Page excerpt:

..............................

A low-density sprawl of 420,000 people that is known as “the bush capital”, Canberra would appear to be an unlikely digital transformation hub. But above its leafy boulevards, national institutions and mobs of kangaroos, a fleet of mini planes will soon be zipping around carrying painkillers, lattes, gelato and golf balls.
Wing announced in April that it had received Civil Aviation Safety Authority approval to fly drones over built-up areas for its business-to-backyard service in what is a groundbreaking development in the race to commercialize the technology.
“Whether you’re a parent with a sick child at home and have run out of baby paracetamol, a busy professional who forgot to pick up fresh bread during your regular weekly shop, or you simply just want to order your morning flat white without the hassle of having to drive to the cafe, Wing has teamed up with local Canberra businesses to give customers the opportunity to have a range of goods delivered in a handful of minutes,” Wing said in a blog post announcing the news.
Drone deliveries are certainly expected to transform the way we rapidly access small items such as allergy meds and flu syrup. But companies looking to gain a foothold in the potentially lucrative field globally, including Amazon Prime Air, have often had to negotiate Byzantine regulatory and policy obstacles, and community backlash. In the Australian Capital Territory, however, Wing has had the advantage of a government keen to provide a launch pad, with chief minister Andrew Barr writing to company CEO James Ryan Burgess in 2017 that: “Canberra is well-placed for the roll-out of new and disruptive technologies.”
Two years, a proof-of-concept trial and more than 3,000 deliveries later, Wing’s launch into the consumer market will start off with 100 households in three suburbs. The service will then be expanded, with projections that 11,000 drone deliveries could occur each day in Canberra by 2030.
Plans are also underway for Wing to take off in other countries, and a launch is planned for Finland’s Helsinki. Since the Australian licence was granted, the US Federal Aviation Administration has awarded Wing the first “air carrier” certification for a drone company, allowing it to conduct commercial deliveries in Blacksburg, Virginia.

..............................

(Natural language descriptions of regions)
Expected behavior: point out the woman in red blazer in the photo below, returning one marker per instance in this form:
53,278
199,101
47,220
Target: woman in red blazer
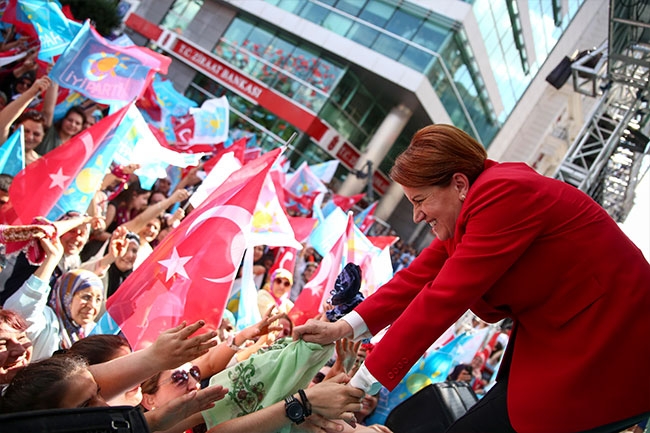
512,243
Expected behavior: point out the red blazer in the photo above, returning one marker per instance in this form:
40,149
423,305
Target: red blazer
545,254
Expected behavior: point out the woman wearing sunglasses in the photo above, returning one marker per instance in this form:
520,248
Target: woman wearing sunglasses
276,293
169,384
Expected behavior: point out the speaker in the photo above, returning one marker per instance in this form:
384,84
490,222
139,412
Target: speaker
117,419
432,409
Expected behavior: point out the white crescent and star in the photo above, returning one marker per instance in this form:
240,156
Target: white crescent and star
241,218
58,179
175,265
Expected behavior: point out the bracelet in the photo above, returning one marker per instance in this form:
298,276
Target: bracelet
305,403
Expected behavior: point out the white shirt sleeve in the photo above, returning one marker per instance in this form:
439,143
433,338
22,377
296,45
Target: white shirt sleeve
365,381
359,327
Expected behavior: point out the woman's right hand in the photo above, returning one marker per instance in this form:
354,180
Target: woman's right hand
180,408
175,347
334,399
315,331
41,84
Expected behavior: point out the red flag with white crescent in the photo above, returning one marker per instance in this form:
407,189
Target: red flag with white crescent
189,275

..............................

Action item A: Change the part of the article on drone deliveries in Canberra that opens with the words containing "Two years, a" and closes with "in Blacksburg, Virginia." by replacing "suburbs" with "neighborhoods", and write out that part in full.
Action item B: Go on with the article on drone deliveries in Canberra from the point where it stops.

Task answer A:
Two years, a proof-of-concept trial and more than 3,000 deliveries later, Wing’s launch into the consumer market will start off with 100 households in three neighborhoods. The service will then be expanded, with projections that 11,000 drone deliveries could occur each day in Canberra by 2030.
Plans are also underway for Wing to take off in other countries, and a launch is planned for Finland’s Helsinki. Since the Australian licence was granted, the US Federal Aviation Administration has awarded Wing the first “air carrier” certification for a drone company, allowing it to conduct commercial deliveries in Blacksburg, Virginia.

Task answer B:
As with most pioneering efforts, however, Wing has met with opposition. Residents within Canberra’s trial areas claimed the drones were noisy and warned they could drop medicines into the wrong yards, invade people’s privacy or crash. Conservation experts said they could have a “significant impact” on birdlife. Opposition political parties called for an inquiry, which is underway. Within the submissions received by the parliamentary committee, the vast bulk of which oppose the project, one resident claimed that during the trial there had been: “Distressed mothers, frightened children, frustrated families and many others aggravated by the invasion of drones.”
In response to the controversy, Wing has developed a quieter drone for its commercial roll-out. But ultimately, in the ACT where the incumbent Labor Party has ruled since 2001, support for the company’s efforts is assured.
A GAME CHANGER?
Wing has emerged from X, Alphabet’s innovation arm or “moonshot factory”, and its little plane flies along at a cruise height of 30 meters and a speed of 125km/hr to its delivery address. Once there, it hovers and descends to 7.5 meters above the garden and lowers the purchased wares before climbing back up into the air and flying back to base.
Machine learning algorithms allow each drone to negotiate trees, buildings and power lines, while “remote pilots” based in a converted warehouse in a nearby industrial area are required to be at the helm of each flight.
The Alphabet off-shoot has partnered with local companies to co-locate in its facility and come onboard for what could be a game-changing, standard setting roll-out. A small pharmacy chain, Capital Chemist, has joined for the project launch.
While Wing’s drone-to-home delivery service is a first in the consumer medications market, efforts have been underway for years to realize the promise of the technology for the transportation of blood, vaccines, medical equipment, medications and body parts for transplant in clinical and emergency settings. And continuing milestones show it is becoming integrated into healthcare worldwide.
Since December, Swoop Aero has been delivering life-saving vaccines to remote parts of the Pacific island nation of Vanuatu in a trial funded by UNICEF and the Australian Government.
About 60 percent of blood products delivered beyond the Rwandan capital of Kigali are transported by Zipline’s drones, with the company expanding into Tanzania and Ghana.
In the US in March, UPS began delivering medical samples with Matternet drones at the WakeMed hospital and campus in North Carolina in what was the first revenue-generating drone delivery scheme approved by the Federal Aviation Administration.
Meanwhile, back in Canberra as Wing’s project prepares for lift off, a resident who took part in the trial said complaints about the noise of the drones should pale into insignificance when compared to the “positive advancement” of the technology and the need to embrace change.
“I’m sick at home alone with the kids and can’t get out, I need cough lollies and Sudafed, I didn’t even have to stress about it, the drone had it covered,” Aanika Shah wrote to the parliamentary inquiry.
“There is so much negative stigma attached to anything that is different or new that sometimes due to that we overlook something that could be so useful if everyone was just willing to give it a go.”
Canberra is giving it a go, but change of a disruptive kind doesn’t come easy.